A new study has found that certain species may be more intelligent because of their diet. The discovery has thrown into question the scientific consensus that a species’ sociality determines its intelligence.
The scientific community considers primates to be some of the most intelligent animals. Their use of tools and complex cognition sets them apart. Their intelligence and resourcefulness is attributed to their large brains.
For many years, the social brain hypothesis, which states that humans and other primates have big brains because they live in social communities, dictated how scientists thought about evolution and the primate brain.
The social brain hypothesis suggests that the extreme social pressures and complexity of relationships that primates experience ultimately lead to their bigger brains.
Although some studies have shown that primates living in larger group sizes (thus having more complex social settings) have larger brains, other studies that observed how different social structures affect primate brain size have yielded different conclusions,and the accuracy of the social brain hypothesis has been questioned.

## EXPLORE THE MATERIAL
**1)** Answer these from the primate intelligence article:
(a) What does the new study say may make certain species more intelligent?
(b) To what is the intelligence and resourcefulness of primates attributed?
(c) According to the social brain hypothesis, what ultimately leads to primates' bigger brains?
**2)** Write out the part of the primate intelligence article that begins at the words "For many years, the" and stops after "the primate brain.".

(Referring expression pointing data)
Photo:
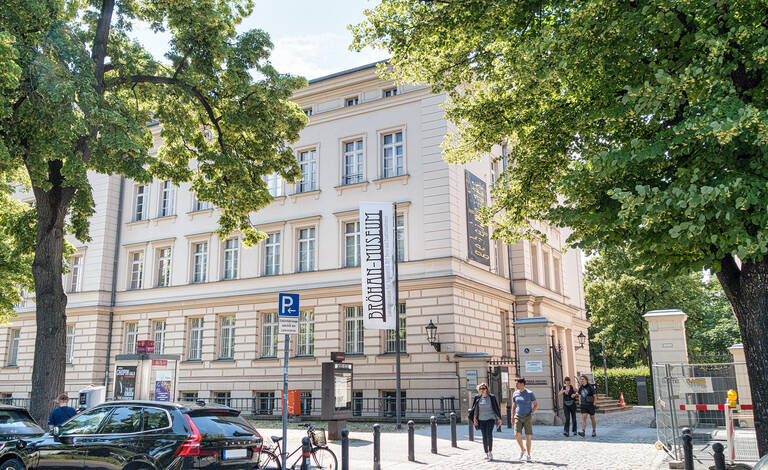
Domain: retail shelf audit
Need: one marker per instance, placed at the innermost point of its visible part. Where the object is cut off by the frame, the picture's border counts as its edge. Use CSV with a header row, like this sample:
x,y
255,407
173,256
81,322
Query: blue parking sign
x,y
289,305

## ACTIVITY ANSWERS
**1)**
(a) Their diet.
(b) Their large brains.
(c) The extreme social pressures and complexity of relationships that primates experience.

**2)**
For many years, the social brain hypothesis, which states that humans and other primates have big brains because they live in social communities, dictated how scientists thought about evolution and the primate brain.